[Testo da analizzare]
Coldiretti, 84% vuol salvare indicazione stabilimento

L’obbligo di indicare nell’etichetta degli alimenti, la sede e l’indirizzo dello stabilimento di produzione o di confezionamento, insieme alla provenienza degli ingredienti impiegati, è un valore aggiunto per l’84% dei consumatori, secondo la consultazione on line del Ministero delle Politiche Agricole. È quanto afferma la Coldiretti in riferimento alla inapplicabilità delle norme nazionali che prevedono di riportare sulle confezioni in il luogo in cui è avvenuto il processo di lavorazione secondo la decisione del tribunale di Roma.

La tracciabilità degli alimenti aiuta i consumatori a fare scelte di acquisto consapevoli ma è importante anche in caso di emergenze alimentari per individuare i prodotti a rischio e sottrarli al consumo più facilmente. Insieme allo stabilimento di lavorazione – sostiene la Coldiretti – va però prevista l’indicazione obbligatoria in etichetta per tutti gli alimenti anche dell’origine degli ingredienti che è di gran lunga considerato l’elemento determinate per le scelte di acquisto dal 96% dei consumatori. Una battaglia per la trasparenza condotta dalla Coldiretti che ha portato molti risultati anche se – continua la Coldiretti – oltre 1/4 della spesa degli italiani è ancora anonima con l’etichetta che non indica la provenienza degli alimenti, dai salumi ai succhi di frutta fino alla carne di coniglio.
[/Testo da analizzare]
- Ordine di lavoro 1
Nel testo sull'etichettatura degli alimenti, a quale percentuale di consumatori pare un valore aggiunto l'obbligo di indicare in etichetta la sede e l'indirizzo dello stabilimento?
- Ordine di lavoro 2
Prosegui il testo sull'etichettatura degli alimenti a partire dalla sua ultima frase.
[Estratto dati]
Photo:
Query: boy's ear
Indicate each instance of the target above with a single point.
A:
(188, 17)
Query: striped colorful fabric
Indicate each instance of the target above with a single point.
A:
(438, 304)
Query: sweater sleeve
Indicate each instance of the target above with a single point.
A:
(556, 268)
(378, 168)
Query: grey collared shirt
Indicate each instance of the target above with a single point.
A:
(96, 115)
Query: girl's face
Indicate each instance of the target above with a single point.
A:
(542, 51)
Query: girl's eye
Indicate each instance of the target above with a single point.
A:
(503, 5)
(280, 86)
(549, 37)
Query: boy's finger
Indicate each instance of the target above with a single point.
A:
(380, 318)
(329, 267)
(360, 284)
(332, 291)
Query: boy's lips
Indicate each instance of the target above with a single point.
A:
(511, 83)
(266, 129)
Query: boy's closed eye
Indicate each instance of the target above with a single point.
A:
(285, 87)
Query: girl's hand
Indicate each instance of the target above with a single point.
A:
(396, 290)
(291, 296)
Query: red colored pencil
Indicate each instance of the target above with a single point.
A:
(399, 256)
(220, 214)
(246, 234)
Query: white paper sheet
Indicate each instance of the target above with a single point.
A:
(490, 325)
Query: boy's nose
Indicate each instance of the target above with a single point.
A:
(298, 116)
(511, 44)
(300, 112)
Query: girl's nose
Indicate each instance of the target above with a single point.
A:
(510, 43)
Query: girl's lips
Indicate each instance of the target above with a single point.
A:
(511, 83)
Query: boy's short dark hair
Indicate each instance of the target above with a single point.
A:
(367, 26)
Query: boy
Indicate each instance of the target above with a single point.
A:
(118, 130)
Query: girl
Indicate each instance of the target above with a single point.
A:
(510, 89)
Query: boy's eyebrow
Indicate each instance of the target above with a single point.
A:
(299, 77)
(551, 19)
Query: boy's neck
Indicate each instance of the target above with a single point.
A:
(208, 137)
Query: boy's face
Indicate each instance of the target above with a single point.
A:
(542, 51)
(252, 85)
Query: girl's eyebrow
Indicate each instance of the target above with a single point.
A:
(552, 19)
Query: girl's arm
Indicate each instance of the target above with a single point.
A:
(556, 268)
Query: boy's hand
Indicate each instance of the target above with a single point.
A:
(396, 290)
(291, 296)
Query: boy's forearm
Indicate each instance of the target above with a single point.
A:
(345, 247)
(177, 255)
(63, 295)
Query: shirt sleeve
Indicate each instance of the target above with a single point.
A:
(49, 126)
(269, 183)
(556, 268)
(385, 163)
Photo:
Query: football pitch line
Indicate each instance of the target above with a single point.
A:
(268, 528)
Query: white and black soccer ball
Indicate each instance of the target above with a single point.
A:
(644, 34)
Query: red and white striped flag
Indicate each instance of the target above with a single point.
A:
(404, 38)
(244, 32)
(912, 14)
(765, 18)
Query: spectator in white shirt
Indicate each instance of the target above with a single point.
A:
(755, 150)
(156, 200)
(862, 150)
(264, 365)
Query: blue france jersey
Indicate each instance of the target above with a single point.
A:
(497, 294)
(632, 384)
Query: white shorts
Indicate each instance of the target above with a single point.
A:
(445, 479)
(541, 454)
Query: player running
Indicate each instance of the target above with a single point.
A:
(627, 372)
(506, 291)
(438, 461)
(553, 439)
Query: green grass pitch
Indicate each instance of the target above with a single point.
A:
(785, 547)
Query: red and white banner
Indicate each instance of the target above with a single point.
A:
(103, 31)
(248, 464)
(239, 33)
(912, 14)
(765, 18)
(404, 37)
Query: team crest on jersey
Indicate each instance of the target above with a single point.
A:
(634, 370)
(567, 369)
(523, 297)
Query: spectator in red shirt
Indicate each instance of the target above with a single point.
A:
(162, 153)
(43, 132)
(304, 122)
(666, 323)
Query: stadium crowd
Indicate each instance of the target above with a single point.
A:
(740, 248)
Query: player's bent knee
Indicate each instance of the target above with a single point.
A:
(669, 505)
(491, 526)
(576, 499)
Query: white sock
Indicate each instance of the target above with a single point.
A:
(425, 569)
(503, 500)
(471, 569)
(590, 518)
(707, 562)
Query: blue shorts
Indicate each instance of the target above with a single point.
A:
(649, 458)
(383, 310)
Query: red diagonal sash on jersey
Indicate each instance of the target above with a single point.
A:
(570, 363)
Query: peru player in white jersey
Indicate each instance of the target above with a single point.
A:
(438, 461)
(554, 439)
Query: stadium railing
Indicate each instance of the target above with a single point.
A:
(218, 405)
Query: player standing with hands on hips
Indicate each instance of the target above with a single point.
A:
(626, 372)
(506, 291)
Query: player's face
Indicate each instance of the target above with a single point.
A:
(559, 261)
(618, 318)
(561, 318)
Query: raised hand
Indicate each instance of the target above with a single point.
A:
[/Estratto dati]
- Riquadro risposta 1
All'84% dei consumatori, secondo la consultazione on line del Ministero delle Politiche Agricole.

- Riquadro risposta 2
Per questo la Coldiretti ha promosso insieme ad altre nove organizzazioni l’Iniziativa Europea dei Cittadini EatORIGINal – Unmask your food per estendere l’obbligo di indicare in etichetta l’origine di tutti gli alimenti nell’Unione Europea. Un’iniziativa autorizzata dalla stessa Commissione con la Decisione (UE) 2018/1304 pubblicata sulla Gazzetta Ufficiale dell’Unione Europea L 244 del 28 settembre 2018 che gode del sostegno di numerose organizzazioni e sindacati di rappresentanza al fianco della Coldiretti: dalla Fnsea (il maggior sindacato agricolo francese) alla Ocu (la più grande associazione di consumatori spagnola), da Solidarnosc (storico sindacato polacco) alla Upa (l’Unione dei piccoli agricoltori in Spagna), da Slow Food a Gaia (associazione degli agricoltori greci), da Campagna amica a Fondazione Univerde, fino a Green protein (ONG svedese).